* TEXTE FOURNI:
··········
Je me permets de vous faire part de ma réaction à la lecture de la revue de presse du site consacrée au Chronic’art # 19, et notamment au commentaire portant sur l’interview de Hirata Hiroshi que j’ai recueillie. Ce passage me semble induir un contre-sens et donc mériter une petite mise au point.
Je cite: “Julien BASTIDE (ex-journaliste au Virus Manga) y recueille les propos d’un HIRATA assez cynique, nonchalant, voir limite méprisant vis-à-vis de son travail d’auteur. Il faudra faire, un jour, une étude sur le non intérêt des mangaka pour leurs œuvres : rien de plus troublant que de lire les propos d’un artiste admiré, et dont on apprend qu’il ne travaille uniquement pour nourrir sa famille.”
Je ne crois pas que Hirata Hiroshi fasse preuve du moindre cynisme lorsqu’il affirme, comme c’est le cas dans cet interview, ne faire de la bande dessinée que pour subvenir aux besoins de sa famille et ne pas sombrer dans la pauvreté, réfutant implicitement la posture de l’artiste au profit de celle de l’artisan. Comme il le rapelle lui-même, Hirata est d’origine modeste et s’est lancé dans la bande dessinée en partie par hasard, et au départ du moins, uniquement pour gagner sa vie, à une époque ou cela représentait pour lui la seule alternative à une vie d’ouvrier. Il faur savoir que c’est également le cas de nombreux d’auteurs de sa génération, notamment dans le registre du gekiga. Yoshihiro Tatsumi, l’initiateur de ce courant adulte et réaliste, ne nous confiait-il pas lui aussi, lors de sa venue au Festival d’Angoulême en janvier dernier, se considérer plutôt comme un ouvrier que comme un auteur?
··········
Données de localisation de points dans des images
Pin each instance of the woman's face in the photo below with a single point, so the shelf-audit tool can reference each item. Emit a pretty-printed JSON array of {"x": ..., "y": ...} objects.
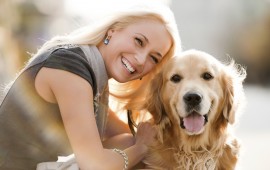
[{"x": 135, "y": 50}]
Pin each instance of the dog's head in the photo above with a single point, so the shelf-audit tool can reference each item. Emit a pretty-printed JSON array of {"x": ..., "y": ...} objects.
[{"x": 193, "y": 90}]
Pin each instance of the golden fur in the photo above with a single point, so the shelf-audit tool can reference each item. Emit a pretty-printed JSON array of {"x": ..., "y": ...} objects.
[{"x": 211, "y": 146}]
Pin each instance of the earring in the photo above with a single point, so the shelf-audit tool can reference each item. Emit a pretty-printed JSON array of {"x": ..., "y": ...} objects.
[{"x": 107, "y": 40}]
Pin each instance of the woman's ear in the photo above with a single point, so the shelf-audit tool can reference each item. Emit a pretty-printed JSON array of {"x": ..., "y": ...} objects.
[{"x": 154, "y": 100}]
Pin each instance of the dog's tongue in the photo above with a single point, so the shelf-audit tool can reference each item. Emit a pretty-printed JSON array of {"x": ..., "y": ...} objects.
[{"x": 194, "y": 122}]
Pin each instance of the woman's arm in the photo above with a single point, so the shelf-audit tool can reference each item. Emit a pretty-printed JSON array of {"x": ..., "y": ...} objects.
[{"x": 74, "y": 96}]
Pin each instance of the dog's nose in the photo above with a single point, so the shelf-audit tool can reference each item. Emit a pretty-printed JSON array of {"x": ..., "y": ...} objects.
[{"x": 192, "y": 99}]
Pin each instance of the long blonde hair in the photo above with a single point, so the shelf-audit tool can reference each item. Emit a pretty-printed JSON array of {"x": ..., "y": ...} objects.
[{"x": 94, "y": 33}]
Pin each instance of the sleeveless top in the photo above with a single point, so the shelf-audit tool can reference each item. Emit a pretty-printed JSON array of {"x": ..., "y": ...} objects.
[{"x": 31, "y": 129}]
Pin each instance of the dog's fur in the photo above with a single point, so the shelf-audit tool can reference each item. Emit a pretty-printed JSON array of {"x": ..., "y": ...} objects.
[{"x": 195, "y": 84}]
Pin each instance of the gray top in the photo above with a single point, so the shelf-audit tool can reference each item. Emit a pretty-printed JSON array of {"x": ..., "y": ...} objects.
[{"x": 31, "y": 129}]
··········
D'après le texte fourni, à quelle occasion Yoshihiro Tatsumi a-t-il déclaré se considérer plutôt comme un ouvrier que comme un auteur ?

Lors de sa venue au Festival d'Angoulême en janvier dernier.